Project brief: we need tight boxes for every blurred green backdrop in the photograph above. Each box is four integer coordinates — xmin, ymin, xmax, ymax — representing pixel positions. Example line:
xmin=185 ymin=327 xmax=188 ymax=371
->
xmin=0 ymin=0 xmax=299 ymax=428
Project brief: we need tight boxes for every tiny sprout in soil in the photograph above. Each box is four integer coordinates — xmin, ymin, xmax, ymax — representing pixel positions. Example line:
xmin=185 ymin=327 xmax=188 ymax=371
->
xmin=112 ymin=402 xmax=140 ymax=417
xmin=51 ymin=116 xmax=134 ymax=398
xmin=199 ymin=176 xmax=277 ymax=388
====================
:: Task ::
From the preceding material, extract every line exactly.

:: Answer box ::
Project brief: we need tight boxes for every blurred green backdrop in the photograph above. Each box is four integer coordinates — xmin, ymin, xmax, ymax — representing pixel positions. Example line:
xmin=185 ymin=327 xmax=188 ymax=371
->
xmin=0 ymin=0 xmax=299 ymax=428
Project brief: we need tight boxes for every tiny sprout in soil in the photograph above. Each box is four integer coordinates — xmin, ymin, xmax, ymax — representing pixel positions. Example line:
xmin=185 ymin=327 xmax=188 ymax=371
->
xmin=112 ymin=402 xmax=140 ymax=417
xmin=51 ymin=116 xmax=134 ymax=398
xmin=199 ymin=176 xmax=277 ymax=388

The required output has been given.